[Document text Boundary: Start]

Schlumberger Cuts 21,000 Jobs Amid Historic Oil Downturn


The company will accelerate a plan to restructure its North American business.

According to The Wall Street Journal, Schlumberger Ltd., the world’s “largest oil-field services company, is cutting about 21,000 jobs as oil producers made steep spending reductions in response to a historic drop in prices amid the coronavirus pandemic.”

In the second quarter, Schlumberger “recorded $3.7 billion in impairment charges,” including about “$1 billion in severance charges related to the job cuts, which represent roughly one-fifth of its workforce,” The Journal reported. “Schlumberger’s sweeping job cuts are the latest example of how companies are having to sharply tighten their belts and reduce their workforces in the face of a historic drop in demand for their products due to the pandemic.”

“This has probably been the most challenging quarter in past decades,” Chief Executive Olivier Le Peuch said.

“Many companies have chosen to furlough rather than completely sever ties with workers in hopes of bringing them back when conditions improve,” The Journal wrote. “But as the effects of the pandemic drag on, more companies may resort to letting workers go.”

Energy companies have “been particularly hard-hit,” the report continued. “U.S. oil prices dropped into negative territory for the first time in April as demand for gasoline and jet fuel fell dramatically this spring.” This oil price crash “prompted U.S. oil companies to sharply cut capital spending on drilling and fracking new wells, the lifeblood of oil-field service companies” such as Schlumberger and rivals Halliburton Co, and Baker Hughes Co.

Le Peuch announced that Schlumberger will shut down “scores of facilities in a move to position itself ‘for a market of smaller scale and lower growth outlook, but with higher returns.’”

“We expect the global decline to recede into a soft landing in the coming months absent further negative impact from Covid-19 on the economic recovery,” Le Peuch said in a conference call Friday.

[Document text Boundary: End]
[Record set Boundary: Start]

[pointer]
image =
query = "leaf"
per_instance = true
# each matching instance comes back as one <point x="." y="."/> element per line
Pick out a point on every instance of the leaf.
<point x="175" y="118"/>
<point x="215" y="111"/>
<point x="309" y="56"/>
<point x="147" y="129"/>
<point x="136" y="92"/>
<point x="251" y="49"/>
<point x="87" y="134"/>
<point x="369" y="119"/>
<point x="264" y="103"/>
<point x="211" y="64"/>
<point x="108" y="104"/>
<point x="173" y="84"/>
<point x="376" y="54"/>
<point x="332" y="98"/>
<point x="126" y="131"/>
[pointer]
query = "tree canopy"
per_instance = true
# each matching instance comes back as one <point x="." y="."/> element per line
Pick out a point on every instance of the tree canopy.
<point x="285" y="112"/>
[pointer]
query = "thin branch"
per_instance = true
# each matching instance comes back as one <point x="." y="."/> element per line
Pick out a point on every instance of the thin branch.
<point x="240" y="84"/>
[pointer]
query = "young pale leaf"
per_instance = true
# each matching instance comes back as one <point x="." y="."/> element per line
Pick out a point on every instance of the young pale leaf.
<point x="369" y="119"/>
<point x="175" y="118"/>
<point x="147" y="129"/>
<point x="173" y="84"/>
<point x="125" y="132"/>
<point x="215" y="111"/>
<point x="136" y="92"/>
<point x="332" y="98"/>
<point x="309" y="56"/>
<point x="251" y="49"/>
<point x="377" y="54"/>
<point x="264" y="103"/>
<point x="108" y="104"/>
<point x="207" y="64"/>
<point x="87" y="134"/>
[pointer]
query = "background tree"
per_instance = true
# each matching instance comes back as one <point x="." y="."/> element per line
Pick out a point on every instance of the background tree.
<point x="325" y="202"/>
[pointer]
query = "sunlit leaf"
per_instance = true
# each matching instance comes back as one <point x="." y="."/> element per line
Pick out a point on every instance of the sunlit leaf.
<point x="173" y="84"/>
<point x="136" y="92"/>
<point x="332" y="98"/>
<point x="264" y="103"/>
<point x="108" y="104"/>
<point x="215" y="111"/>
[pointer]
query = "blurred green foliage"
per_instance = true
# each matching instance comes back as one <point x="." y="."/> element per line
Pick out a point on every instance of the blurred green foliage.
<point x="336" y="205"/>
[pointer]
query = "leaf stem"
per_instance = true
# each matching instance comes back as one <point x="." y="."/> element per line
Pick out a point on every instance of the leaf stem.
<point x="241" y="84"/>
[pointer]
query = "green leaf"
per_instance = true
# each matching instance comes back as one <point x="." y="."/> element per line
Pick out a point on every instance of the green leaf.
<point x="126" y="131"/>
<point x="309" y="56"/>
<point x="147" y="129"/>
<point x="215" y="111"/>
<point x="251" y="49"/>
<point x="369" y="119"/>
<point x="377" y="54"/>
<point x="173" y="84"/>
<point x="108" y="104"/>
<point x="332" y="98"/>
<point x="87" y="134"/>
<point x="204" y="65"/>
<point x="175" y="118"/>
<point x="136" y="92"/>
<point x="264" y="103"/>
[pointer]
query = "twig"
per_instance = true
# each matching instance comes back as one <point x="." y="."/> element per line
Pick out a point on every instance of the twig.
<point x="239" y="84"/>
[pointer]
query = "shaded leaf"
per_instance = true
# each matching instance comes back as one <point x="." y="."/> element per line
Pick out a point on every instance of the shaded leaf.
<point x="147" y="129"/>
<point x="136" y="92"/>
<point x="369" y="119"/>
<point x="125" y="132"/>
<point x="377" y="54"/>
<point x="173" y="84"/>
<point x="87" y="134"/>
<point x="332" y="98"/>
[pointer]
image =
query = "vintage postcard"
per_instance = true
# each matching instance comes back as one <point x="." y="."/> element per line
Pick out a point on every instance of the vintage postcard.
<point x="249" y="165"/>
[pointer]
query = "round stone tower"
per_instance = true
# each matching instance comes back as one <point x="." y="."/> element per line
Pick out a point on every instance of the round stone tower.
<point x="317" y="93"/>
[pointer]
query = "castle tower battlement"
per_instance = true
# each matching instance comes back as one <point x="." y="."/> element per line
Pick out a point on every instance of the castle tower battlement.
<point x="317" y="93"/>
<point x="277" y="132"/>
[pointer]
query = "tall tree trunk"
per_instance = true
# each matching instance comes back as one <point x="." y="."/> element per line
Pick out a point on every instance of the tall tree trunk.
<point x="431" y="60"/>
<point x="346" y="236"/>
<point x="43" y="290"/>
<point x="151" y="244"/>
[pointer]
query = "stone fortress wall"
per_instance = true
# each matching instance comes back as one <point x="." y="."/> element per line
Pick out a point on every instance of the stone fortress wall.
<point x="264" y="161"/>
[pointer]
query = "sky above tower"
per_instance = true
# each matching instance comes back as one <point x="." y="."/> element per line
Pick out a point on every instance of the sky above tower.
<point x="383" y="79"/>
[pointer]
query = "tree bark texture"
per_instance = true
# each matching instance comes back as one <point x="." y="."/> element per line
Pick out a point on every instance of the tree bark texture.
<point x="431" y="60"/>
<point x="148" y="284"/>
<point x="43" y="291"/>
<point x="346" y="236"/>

[Record set Boundary: End]

[Your assignment]:
Copy word for word the part of the article on Schlumberger's job cuts between "Le Peuch announced" and "conference call Friday.", inclusive.

[Exercise result]:
Le Peuch announced that Schlumberger will shut down “scores of facilities in a move to position itself ‘for a market of smaller scale and lower growth outlook, but with higher returns.’”

“We expect the global decline to recede into a soft landing in the coming months absent further negative impact from Covid-19 on the economic recovery,” Le Peuch said in a conference call Friday.